_Collected data_.
--- START ---
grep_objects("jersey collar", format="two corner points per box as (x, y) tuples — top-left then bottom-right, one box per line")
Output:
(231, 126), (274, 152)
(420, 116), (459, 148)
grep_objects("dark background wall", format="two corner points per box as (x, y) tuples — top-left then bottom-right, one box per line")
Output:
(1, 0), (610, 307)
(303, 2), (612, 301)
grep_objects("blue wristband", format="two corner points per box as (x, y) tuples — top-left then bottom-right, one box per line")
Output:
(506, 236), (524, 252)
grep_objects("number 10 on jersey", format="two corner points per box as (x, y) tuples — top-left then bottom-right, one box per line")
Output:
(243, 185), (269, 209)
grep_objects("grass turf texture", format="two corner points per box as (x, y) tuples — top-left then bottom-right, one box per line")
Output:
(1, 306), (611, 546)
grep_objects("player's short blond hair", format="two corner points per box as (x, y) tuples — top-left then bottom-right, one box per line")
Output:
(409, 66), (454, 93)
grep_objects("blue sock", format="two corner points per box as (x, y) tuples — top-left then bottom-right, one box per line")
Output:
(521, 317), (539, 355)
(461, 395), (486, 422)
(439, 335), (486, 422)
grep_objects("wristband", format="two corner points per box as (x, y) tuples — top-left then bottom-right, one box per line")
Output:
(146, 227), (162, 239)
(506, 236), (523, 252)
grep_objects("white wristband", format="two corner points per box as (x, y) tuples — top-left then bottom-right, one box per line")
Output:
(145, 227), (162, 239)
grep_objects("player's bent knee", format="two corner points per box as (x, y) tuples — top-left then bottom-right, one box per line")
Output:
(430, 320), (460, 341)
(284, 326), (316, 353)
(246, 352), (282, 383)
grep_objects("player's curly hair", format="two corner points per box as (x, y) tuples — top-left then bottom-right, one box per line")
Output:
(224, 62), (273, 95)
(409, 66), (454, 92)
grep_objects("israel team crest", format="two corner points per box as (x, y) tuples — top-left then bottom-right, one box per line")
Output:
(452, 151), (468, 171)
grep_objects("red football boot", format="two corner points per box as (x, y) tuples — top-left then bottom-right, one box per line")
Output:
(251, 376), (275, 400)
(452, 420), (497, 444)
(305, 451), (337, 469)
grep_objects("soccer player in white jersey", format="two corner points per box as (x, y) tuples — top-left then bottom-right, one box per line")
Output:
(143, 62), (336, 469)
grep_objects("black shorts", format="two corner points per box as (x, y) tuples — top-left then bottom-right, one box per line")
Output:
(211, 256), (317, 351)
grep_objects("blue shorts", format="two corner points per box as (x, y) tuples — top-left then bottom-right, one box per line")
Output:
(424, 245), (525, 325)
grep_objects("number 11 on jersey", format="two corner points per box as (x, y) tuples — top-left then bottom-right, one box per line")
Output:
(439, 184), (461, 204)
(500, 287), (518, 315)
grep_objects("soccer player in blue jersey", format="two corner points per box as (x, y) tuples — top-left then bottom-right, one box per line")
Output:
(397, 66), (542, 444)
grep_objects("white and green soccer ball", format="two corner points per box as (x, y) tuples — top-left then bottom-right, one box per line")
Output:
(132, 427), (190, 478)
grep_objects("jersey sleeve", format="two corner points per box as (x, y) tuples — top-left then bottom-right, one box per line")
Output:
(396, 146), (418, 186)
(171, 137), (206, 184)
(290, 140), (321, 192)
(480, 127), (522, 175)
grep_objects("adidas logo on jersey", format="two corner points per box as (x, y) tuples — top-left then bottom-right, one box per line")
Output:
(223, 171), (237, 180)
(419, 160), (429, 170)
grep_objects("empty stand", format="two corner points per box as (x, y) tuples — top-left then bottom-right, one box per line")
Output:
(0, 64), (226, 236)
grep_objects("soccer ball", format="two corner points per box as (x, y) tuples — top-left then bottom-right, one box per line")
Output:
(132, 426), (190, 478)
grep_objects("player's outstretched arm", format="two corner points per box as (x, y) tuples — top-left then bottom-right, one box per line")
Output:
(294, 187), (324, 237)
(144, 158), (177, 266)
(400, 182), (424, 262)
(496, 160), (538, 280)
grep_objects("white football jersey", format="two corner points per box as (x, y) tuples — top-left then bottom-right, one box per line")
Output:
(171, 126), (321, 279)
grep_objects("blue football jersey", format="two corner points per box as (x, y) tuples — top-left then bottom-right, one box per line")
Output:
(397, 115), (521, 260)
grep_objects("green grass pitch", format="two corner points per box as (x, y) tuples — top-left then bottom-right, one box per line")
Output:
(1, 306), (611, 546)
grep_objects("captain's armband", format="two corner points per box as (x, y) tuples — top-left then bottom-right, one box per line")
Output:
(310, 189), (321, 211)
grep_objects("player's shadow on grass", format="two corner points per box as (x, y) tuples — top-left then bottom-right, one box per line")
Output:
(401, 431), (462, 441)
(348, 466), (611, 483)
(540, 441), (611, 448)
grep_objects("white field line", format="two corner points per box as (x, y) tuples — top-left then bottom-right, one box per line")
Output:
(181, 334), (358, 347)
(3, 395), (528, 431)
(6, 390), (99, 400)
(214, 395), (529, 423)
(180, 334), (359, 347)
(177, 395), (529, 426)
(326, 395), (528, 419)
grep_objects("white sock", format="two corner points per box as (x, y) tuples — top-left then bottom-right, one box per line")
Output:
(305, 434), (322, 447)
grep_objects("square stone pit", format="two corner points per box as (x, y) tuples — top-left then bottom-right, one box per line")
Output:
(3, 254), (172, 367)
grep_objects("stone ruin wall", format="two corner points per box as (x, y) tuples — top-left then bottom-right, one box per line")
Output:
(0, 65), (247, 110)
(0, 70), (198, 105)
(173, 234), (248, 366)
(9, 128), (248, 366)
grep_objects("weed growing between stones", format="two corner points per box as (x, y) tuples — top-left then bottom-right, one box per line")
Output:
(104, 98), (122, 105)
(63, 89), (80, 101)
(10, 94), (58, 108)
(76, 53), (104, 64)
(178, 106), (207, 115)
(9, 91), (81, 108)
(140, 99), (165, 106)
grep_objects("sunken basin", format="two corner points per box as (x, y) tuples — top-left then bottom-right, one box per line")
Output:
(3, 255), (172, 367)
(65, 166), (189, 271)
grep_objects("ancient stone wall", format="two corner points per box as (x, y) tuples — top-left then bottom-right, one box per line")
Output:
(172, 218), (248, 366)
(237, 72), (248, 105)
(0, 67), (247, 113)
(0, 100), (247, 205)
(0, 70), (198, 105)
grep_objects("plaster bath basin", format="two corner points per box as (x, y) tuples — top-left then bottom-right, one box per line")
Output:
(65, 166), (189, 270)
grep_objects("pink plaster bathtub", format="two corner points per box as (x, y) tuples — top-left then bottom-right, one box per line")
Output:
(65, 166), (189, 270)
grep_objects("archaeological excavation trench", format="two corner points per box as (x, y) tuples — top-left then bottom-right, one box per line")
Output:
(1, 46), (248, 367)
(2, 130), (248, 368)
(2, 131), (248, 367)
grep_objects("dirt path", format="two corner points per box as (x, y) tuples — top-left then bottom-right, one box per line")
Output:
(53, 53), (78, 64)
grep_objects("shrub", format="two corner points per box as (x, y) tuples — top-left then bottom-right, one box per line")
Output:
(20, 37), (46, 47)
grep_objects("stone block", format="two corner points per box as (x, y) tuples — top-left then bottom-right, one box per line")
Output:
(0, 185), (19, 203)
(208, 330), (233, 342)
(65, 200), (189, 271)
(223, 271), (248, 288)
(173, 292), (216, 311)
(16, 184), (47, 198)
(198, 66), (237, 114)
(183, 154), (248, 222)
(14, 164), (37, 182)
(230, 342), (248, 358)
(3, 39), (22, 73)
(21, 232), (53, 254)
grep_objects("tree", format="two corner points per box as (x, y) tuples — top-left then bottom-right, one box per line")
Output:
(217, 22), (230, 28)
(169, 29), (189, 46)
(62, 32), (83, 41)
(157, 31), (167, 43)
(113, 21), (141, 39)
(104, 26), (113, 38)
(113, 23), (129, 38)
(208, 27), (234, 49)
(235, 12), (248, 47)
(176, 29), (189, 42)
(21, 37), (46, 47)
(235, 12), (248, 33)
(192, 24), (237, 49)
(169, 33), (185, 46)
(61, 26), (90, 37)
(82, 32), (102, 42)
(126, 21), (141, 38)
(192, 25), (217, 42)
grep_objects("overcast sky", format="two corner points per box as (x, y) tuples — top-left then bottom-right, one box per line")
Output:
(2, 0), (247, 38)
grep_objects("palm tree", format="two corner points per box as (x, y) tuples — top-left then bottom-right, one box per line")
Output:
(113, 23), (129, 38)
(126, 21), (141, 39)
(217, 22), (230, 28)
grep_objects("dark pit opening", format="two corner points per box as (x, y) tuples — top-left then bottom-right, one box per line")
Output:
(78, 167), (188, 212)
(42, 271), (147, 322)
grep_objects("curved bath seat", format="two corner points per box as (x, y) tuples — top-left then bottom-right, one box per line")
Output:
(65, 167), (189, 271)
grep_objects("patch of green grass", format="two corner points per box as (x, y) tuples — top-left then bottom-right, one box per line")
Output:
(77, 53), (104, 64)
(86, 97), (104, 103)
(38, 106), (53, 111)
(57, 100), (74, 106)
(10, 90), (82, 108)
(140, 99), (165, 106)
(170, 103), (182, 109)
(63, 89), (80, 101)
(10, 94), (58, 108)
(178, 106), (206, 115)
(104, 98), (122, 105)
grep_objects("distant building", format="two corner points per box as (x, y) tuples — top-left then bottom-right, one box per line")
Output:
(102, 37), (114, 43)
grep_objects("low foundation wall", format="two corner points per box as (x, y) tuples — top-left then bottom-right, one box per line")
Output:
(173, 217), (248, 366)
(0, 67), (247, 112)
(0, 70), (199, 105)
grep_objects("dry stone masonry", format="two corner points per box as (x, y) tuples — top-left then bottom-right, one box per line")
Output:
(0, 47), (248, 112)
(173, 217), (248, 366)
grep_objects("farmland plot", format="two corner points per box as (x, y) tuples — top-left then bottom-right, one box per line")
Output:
--- END ---
_Assignment_. Collect every line above that contains the word "number".

_Answer section_.
grep_objects("number 10 on jersey", format="two corner points per box as (x, y) tuples — top-left then bottom-right, one box per line")
grep_objects("number 11 on jersey", format="two corner points per box as (x, y) tuples — top-left then bottom-right, one box per line")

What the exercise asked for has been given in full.